▶ [Perintah tugas A] Kumpulkan semua baris data di bawah yang memuat kata "post". Huruf besar dan kecil dibedakan.

▶ [Teks bacaan]
|---|

Refleksi Isra' Mi'raj sebagai Kesadaran Transpersonal Manusia

RABU, 29 JANUARI, 2025

Refleksi Isra' Mi'raj sebagai Kesadaran Transpersonal Manusia

Isra Miraj merupakan salah satu peristiwa penting dalam sejarah umat manusia, khususnya mereka yang beragama Islam. Dalam prosesnya, Nabi Muhammad sebagai subjek utama yang mengalami proses perjalanan di malam hari dari Masjidil Haram menuju Masjidil Aqsha, kemudian naik menuju Sidratul Muntaha untuk mengambil perintah untuk menunaikan shalat secara langsung kepada Allah Swt.

Peringatan Isra Miraj ini bagi saya adalah momentum yang penuh dengan catatan emosional, penuh keharuan dan sukacita, karena setiap tahun pasti saya melakukan pembahasan, pengolahan, dan refleksi dari cerita, sejarah, serta pengalaman spiritual yang dilakukan oleh baginda Nabi Muhammad, mulai dari dicuci dan dibersihkan hati serta tubuhnya, sehingga memperoleh risalah yang begitu luar biasa dan holistik, terutama tentunya berkaitan dengan ajaran shalat.

|---|

▶ [Baris data]
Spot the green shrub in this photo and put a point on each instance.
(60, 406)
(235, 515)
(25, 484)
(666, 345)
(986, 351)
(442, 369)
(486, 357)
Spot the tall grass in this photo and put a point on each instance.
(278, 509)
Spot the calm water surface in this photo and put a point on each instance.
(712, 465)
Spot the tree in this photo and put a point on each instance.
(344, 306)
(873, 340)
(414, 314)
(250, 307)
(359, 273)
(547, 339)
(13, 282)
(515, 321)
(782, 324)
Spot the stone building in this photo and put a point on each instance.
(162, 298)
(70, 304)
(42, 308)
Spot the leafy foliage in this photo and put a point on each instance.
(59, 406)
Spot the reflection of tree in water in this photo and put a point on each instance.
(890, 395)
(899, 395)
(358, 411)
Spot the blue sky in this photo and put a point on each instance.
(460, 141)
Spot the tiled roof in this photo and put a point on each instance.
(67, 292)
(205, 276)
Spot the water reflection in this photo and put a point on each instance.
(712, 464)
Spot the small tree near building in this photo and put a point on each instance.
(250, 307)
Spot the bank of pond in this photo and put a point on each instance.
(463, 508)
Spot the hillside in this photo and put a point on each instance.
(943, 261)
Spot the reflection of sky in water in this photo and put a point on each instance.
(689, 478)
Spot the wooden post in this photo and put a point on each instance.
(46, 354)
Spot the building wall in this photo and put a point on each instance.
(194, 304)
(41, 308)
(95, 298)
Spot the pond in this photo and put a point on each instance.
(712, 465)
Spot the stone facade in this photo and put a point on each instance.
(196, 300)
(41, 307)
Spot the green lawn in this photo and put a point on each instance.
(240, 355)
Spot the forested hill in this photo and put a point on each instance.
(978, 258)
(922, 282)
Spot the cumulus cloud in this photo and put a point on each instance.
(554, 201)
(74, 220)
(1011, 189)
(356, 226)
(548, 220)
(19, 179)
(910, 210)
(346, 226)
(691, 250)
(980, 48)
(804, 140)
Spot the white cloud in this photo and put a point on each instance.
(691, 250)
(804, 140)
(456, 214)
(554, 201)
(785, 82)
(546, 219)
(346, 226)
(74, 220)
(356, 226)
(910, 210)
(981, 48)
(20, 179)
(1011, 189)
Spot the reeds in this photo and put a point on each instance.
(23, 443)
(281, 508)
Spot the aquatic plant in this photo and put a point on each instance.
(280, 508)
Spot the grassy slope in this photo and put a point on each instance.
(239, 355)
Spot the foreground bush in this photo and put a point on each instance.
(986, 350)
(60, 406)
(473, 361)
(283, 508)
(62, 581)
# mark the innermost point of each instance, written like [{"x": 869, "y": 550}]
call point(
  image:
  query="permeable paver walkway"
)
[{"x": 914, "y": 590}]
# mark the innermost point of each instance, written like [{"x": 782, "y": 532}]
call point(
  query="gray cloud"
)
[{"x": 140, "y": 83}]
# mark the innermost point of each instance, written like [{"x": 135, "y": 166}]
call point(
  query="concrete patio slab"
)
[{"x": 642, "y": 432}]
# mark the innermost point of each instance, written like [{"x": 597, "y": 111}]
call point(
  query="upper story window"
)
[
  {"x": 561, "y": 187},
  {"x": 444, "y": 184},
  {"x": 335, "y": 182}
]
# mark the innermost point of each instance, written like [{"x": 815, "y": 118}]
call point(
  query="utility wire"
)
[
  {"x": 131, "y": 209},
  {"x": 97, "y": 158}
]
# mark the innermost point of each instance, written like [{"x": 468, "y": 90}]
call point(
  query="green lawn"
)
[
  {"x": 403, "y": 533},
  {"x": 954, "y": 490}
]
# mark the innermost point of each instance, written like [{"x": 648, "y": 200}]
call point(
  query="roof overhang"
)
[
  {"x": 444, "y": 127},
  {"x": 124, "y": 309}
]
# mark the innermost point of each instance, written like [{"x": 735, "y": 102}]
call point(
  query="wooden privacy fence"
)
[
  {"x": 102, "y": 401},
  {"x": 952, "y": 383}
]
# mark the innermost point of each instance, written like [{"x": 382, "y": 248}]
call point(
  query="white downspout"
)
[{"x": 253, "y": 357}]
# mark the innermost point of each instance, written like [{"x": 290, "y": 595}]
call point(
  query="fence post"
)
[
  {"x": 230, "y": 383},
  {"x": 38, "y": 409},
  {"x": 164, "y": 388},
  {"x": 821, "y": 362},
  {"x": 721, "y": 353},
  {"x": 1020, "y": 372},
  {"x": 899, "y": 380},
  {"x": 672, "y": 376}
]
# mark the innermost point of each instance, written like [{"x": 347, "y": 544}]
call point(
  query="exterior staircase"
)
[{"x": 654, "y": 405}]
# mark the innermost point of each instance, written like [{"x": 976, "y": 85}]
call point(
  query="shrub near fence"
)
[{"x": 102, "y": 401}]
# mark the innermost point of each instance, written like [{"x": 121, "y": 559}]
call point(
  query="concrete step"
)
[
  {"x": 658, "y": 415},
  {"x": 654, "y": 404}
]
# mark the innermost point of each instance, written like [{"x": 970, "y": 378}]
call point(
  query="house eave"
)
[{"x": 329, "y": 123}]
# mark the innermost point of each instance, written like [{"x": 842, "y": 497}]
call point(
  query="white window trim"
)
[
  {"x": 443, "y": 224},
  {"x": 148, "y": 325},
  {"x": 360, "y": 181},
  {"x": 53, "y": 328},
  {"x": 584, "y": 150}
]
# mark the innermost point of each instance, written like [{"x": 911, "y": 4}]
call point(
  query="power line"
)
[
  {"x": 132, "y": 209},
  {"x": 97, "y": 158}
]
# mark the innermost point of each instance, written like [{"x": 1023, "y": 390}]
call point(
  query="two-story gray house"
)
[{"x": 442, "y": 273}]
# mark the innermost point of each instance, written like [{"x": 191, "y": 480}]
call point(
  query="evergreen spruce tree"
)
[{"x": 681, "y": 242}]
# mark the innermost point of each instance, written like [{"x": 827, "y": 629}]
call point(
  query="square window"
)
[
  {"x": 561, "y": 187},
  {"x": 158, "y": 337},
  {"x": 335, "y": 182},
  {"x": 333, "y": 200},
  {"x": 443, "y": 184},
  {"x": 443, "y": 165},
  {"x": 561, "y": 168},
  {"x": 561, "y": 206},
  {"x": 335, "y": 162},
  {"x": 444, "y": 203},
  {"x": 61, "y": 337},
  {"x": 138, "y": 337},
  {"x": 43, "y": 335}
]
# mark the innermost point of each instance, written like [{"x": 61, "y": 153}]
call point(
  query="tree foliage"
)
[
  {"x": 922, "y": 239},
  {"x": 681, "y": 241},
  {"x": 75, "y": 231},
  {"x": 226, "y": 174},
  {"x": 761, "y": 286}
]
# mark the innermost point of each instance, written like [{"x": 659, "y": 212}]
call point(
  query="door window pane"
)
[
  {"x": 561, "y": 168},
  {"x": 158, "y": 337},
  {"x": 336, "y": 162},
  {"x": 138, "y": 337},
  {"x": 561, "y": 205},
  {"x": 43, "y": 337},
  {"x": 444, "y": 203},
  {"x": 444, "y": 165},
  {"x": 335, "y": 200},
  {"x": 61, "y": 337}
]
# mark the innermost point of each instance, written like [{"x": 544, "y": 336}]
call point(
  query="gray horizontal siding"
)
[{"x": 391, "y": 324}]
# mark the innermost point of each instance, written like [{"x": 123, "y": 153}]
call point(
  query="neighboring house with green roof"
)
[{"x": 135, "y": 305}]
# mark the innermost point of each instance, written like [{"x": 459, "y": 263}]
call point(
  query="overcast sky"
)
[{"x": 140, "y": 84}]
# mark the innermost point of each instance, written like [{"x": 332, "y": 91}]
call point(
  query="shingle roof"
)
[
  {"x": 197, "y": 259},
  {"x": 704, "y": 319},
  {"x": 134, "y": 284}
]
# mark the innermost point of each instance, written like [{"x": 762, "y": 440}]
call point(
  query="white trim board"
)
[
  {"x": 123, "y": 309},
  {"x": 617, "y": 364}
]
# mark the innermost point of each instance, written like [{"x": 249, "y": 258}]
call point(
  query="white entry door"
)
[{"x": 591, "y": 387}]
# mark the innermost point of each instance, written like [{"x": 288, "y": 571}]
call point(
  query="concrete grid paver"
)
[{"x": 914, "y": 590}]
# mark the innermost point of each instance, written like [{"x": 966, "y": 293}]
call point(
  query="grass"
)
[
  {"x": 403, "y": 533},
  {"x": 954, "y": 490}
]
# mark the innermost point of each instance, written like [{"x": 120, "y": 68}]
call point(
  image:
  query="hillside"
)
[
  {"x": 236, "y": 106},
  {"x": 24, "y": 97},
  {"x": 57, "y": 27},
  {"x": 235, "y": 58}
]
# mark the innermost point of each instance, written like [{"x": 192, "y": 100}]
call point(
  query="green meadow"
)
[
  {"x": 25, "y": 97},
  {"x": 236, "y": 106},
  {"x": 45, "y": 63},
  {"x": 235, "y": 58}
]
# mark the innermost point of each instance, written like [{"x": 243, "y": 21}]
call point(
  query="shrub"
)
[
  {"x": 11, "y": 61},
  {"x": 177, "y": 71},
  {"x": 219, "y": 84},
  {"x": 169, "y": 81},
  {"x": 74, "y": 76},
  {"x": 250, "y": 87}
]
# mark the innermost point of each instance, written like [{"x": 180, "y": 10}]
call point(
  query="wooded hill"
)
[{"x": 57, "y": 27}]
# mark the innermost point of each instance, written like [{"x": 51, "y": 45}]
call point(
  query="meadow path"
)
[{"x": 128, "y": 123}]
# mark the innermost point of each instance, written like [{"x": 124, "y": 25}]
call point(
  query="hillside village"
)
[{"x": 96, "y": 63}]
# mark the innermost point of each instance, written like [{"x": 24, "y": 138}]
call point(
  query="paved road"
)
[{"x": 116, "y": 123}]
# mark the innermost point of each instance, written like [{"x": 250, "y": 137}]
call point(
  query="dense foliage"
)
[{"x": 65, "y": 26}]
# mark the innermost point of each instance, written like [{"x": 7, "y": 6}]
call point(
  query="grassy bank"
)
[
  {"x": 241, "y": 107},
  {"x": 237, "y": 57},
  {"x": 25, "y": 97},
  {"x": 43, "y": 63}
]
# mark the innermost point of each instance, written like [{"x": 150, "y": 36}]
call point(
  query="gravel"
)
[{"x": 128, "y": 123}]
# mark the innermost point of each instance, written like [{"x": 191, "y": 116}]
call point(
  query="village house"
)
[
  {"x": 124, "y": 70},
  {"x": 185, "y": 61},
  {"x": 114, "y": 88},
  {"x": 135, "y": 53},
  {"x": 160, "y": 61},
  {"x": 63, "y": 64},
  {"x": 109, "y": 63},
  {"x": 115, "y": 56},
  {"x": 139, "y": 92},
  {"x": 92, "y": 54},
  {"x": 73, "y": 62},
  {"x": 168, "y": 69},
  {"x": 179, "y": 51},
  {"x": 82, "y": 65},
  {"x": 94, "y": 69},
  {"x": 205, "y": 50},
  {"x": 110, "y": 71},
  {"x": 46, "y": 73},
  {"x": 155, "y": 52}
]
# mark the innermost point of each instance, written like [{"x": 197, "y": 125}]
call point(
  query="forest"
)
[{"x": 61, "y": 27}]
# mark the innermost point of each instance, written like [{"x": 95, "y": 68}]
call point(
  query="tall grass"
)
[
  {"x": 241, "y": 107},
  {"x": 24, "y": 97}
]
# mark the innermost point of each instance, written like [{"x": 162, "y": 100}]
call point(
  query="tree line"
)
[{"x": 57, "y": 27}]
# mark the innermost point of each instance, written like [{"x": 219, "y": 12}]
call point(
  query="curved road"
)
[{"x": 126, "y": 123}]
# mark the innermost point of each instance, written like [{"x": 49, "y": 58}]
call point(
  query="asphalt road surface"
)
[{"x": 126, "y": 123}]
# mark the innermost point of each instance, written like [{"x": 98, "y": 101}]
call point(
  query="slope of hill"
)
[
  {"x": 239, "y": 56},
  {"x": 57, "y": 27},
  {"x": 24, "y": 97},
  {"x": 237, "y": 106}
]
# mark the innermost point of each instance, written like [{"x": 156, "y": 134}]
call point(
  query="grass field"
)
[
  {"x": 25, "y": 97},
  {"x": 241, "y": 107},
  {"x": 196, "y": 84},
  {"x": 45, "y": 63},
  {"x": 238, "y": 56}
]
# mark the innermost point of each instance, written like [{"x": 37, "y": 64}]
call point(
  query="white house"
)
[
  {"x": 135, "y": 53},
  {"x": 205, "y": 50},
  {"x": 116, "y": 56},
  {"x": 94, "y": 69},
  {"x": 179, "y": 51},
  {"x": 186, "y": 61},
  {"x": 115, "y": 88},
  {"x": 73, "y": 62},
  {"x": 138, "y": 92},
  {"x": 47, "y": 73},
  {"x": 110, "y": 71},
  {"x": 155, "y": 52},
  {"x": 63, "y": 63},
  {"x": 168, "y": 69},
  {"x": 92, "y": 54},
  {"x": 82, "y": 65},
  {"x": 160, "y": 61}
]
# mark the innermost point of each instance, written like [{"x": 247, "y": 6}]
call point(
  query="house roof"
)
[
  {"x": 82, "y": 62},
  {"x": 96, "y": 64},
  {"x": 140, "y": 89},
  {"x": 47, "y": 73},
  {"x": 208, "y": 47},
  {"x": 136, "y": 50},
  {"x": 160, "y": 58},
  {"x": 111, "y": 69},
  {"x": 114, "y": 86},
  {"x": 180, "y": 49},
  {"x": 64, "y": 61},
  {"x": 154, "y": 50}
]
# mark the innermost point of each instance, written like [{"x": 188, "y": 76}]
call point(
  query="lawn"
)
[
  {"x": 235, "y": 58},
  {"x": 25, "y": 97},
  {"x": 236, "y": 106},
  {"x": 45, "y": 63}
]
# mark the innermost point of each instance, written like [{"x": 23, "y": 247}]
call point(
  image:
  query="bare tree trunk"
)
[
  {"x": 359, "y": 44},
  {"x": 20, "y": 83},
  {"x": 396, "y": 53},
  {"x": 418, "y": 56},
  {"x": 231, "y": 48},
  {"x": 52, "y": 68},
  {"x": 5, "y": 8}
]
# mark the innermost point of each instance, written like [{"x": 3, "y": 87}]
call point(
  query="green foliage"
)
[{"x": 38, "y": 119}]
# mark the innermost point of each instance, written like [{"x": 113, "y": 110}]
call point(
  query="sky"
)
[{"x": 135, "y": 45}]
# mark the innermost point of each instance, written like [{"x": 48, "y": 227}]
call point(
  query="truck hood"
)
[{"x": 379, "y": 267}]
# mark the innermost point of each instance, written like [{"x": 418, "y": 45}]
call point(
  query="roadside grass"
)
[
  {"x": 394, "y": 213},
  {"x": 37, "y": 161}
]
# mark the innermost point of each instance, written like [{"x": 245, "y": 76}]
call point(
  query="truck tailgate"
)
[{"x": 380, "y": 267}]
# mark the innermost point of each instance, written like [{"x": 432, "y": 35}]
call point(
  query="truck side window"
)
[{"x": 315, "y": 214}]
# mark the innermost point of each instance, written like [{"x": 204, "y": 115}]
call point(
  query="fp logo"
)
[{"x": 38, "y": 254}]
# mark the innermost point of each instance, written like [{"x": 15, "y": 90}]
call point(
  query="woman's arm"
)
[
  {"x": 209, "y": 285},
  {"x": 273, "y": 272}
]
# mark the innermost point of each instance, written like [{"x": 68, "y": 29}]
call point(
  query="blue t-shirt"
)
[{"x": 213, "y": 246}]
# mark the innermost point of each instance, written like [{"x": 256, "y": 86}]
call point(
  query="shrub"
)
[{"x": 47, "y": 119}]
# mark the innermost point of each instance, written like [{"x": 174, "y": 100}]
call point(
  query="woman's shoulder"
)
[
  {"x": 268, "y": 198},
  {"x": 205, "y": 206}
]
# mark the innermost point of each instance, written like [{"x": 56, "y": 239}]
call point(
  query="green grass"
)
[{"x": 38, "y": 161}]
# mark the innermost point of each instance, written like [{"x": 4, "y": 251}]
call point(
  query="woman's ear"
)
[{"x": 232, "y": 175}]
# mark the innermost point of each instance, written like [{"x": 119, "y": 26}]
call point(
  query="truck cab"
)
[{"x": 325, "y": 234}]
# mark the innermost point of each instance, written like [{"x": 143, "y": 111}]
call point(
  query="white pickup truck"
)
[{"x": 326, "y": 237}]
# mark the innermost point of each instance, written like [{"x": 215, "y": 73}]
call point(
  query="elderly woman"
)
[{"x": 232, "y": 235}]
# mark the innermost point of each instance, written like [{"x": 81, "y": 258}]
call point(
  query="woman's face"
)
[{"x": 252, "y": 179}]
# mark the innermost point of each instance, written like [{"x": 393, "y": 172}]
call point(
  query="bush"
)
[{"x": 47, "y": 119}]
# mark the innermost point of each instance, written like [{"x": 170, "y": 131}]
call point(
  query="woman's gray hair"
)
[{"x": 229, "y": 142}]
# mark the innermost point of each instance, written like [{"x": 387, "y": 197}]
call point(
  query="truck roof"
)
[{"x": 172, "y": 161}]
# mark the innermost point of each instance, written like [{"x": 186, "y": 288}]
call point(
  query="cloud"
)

|---|

▶ [Perintah tugas B] Tentukan apakah pernyataan berikut sesuai dengan tulisan tentang Isra Mi'raj di atas, lalu jawab ya atau tidak disertai kutipan kata-kata penentunya dari tulisan itu: (i) perjalanan malam Nabi Muhammad berlangsung dari Masjidil Haram menuju Masjidil Aqsha; (ii) penulis hanya sekali membahas dan merenungkan peristiwa ini; (iii) Nabi Muhammad naik ke Sidratul Muntaha untuk mengambil perintah puasa.

▶ [Jawaban yang diharapkan A]
Spot the wooden post in this photo and put a point on each instance.
  query="fence post"

▶ [Jawaban yang diharapkan B]
(i) Ya: "perjalanan di malam hari dari Masjidil Haram menuju Masjidil Aqsha".
(ii) Tidak: "setiap tahun pasti saya melakukan pembahasan, pengolahan, dan refleksi".
(iii) Tidak: "mengambil perintah untuk menunaikan shalat".